• _Source text_:

* * * * *

Video Organisation and Ancillary Documents
This suite of videos comprising a course on probability is organised into 12 tableaux. Each tableau explores one facet of the theory of probability. Tableaux are typically broken up into two or three sub-tableaux, each comprising a cohesive group of lectures. The lecture numbering convention follows this organisational schema: for example, Lecture 3.1: b refers to the second lecture (b) of the first sub-tableau of Tableau 3; Lecture 8.2: h refers to the eighth lecture (h) in the second sub-tableau of Tableau 8 and Lecture 11.3: f refers to the sixth lecture (f) of the third sub-tableau of Tableau 11. A lecture-by-lecture breakdown by title can be found in the Syllabus in the probability folder on the Courses page. Additional ancillary documents in this folder flesh out the subject: these include problem sets for solution and detailed solutions.
For the viewer who prefers all her videos in one place they are also available in a single Playlist on YouTube: Probability | Santosh S. Venkatesh, University of Pennsylvania [FULL COURSE].
These lectures are intended to be absorbed sequentially, much as you would in a live college class, with each tableau appearing in order as you scroll down this page. The viewer new to this sequence should begin by casting an eye over the introductory videos in Tableau 1 which outline the organisation of videos in the entire suite, the philosophy behind these lectures, what a viewer may hope to learn from them, and the notational conventions in force. The suite is intended to be watched sequentially from Tableau 1 through Tableau 12 and for someone new to the subject that is likely to be the best strategy. There are delicious bon mots scattered here and there for the expert as well, however, and any such may, of course, wish to flit here and there through the suite as interest and time allow.
With all its historical context and diverse modern applications, these lectures fundamentally deal with mathematical probability. To fully appreciate them, as background a student should have a solid exposure to at least one semester of calculus.

* * * * *

• _Source material_:
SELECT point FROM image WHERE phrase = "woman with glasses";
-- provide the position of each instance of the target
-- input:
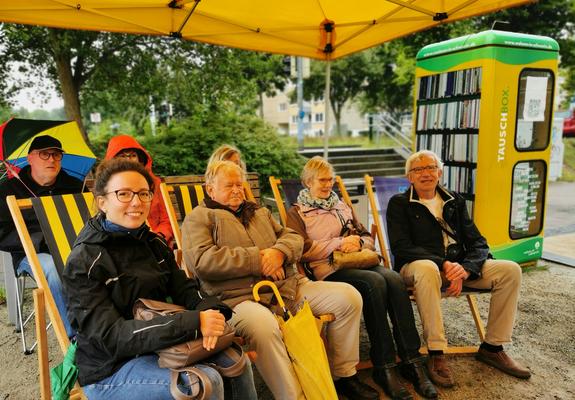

* * * * *

• _Exercises to complete_:
1) Rewrite the part of the probability course text that opens with the words containing "These lectures are" and closes with "and time allow.", putting "series" wherever "suite" appears.
2) Extend the probability course text beyond its last sentence with a few more sentences.

• _Responses per task_:
1)
These lectures are intended to be absorbed sequentially, much as you would in a live college class, with each tableau appearing in order as you scroll down this page. The viewer new to this sequence should begin by casting an eye over the introductory videos in Tableau 1 which outline the organisation of videos in the entire series, the philosophy behind these lectures, what a viewer may hope to learn from them, and the notational conventions in force. The series is intended to be watched sequentially from Tableau 1 through Tableau 12 and for someone new to the subject that is likely to be the best strategy. There are delicious bon mots scattered here and there for the expert as well, however, and any such may, of course, wish to flit here and there through the series as interest and time allow.

2)
While the lectures are designed to be self-contained, for the student who likes to have a reference book handy, the material itself is drawn primarily from the first half of my book The Theory of Probability: Explorations and Applications (Cambridge University Press, 2013). This expansive book contains an eclectic mixture of undergraduate and graduate material, all presented in the narrative spirit of this course. It is likely to be most useful for a student who has a solid calculus background and who wishes to make a deeper study of the theory and see an even richer cast of applications by self-study or by taking further courses in the subject. If used in conjunction with the course the student should look at the suggestions on how to read the book on page xxi and, especially, the suggested chapters for undergraduates, before launching into it.
The production of these lectures involved a labour of love of very many chefs working tirelessly behind the scenes. I am indebted to our magnificent teaching staff, Behnaz Arzani, Mahyar Fazlyab, Natalie Miller, Amin Rahimian, and Saraswathi Venkatesh who vetted the content, created and worked out problem sets, took care of a myriad details in production, and saved me from making grave mistakes; our video editor Chris Cook who did a yeoman’s job in producing these beautiful videos from the rather unpromising material in front of his cameras; and Anshul Tripathi who alternatively cajoled and encouraged, and took it upon himself to port all these videos into this platform — a labour of love indeed! My thanks also go to my many teaching assistants over the years who have contributed so richly to my teaching and the many long-suffering generations of my students at the University of Pennsylvania whom it has been my privilege to teach.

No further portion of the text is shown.